BEGIN Passage to read

Thank you everyone for all of your positive advice and encouragement, my heart is overwhelmed by all of your support!  :ejut:

 

The beauty of this is you have a guide already. Just be careful when you change too much as you will get pushback from everywhere. Finding the balance between QA and having everyone being active in what you are doing is going to be the hard part. You probably already know most of that. But you sound as though you know your system and how it should work. Now just make it go where you want to. All of these codes allow us some flexibility to make it ours. So do what is right for the company. Just remember nobody gets ahead trying to reinvent the wheel...but they have put tires on them to make the road smoother. Good Luck!!

 

adamperry2235 - this is incredibly helpful and encouraging! I feel as though you hit it right on the nail with the culture that I would like to establish for this company and that is to get everyone (upper management, production staff, line-packers, etc;) all on the same page and working towards a positive food safety culture! I really would like to integrate everyone in the quality process so as to empower them and motivate them to take all of this seriously. Food safety is very exhausting when it is simply one person leading the team - and while that is my role as a leader, I would like everyone to feel like they can take ownership of the policies, programs, procedures that I am introducing and they are implementing. I feel that achieving this is equivalent to "putting the tires on" to make the road smoother - BTW I LOVE that analogy and I will be using it to motivate me!

END Passage to read

- [Requirement 1]: Reproduce the records, starting at the beginning and ending at the line that contains "point(231, 43)", and swap "beige facade" for "stone facade" while leaving everything else the same.

BEGIN Supplied material

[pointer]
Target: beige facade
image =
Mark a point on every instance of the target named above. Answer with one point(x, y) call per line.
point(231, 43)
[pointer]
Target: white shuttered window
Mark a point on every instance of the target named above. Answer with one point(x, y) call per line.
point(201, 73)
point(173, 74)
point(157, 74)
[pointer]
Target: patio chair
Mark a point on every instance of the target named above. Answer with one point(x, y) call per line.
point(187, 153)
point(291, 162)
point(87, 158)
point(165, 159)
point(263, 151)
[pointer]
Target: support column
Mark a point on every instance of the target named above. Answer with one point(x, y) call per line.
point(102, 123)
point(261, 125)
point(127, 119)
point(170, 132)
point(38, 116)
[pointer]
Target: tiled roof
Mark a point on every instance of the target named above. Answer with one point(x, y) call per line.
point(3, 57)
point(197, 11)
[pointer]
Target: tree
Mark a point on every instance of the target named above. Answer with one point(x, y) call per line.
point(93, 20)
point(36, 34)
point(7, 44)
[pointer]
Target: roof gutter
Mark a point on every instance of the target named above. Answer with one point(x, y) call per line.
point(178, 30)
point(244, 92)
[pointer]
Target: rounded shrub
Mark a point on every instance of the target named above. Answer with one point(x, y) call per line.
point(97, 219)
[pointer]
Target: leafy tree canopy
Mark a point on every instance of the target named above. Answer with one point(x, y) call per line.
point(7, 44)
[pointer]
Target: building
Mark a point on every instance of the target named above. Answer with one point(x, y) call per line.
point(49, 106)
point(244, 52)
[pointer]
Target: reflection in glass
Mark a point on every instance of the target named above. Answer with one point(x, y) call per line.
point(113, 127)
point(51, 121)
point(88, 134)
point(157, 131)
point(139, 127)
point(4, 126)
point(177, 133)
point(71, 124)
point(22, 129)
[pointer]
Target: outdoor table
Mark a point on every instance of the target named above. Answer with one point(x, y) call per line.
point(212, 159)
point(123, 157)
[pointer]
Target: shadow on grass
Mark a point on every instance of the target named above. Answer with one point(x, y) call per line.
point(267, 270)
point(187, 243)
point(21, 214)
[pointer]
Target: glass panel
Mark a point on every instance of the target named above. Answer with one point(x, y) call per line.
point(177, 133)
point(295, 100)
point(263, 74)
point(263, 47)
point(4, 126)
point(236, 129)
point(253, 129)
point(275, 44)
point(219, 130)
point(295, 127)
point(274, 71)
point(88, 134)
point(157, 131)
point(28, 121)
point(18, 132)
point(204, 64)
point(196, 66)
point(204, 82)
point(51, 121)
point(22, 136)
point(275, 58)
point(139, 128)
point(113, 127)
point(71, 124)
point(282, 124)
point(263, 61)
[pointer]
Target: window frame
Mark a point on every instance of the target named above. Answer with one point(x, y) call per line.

END Supplied material

- [Requirement 2]: In the passage about food safety culture, which groups does the writer name as needing to be on the same page?

- [Final answer 1]:
[pointer]
Target: stone facade
image =
Mark a point on every instance of the target named above. Answer with one point(x, y) call per line.
point(231, 43)

- [Final answer 2]: Upper management, production staff and line-packers.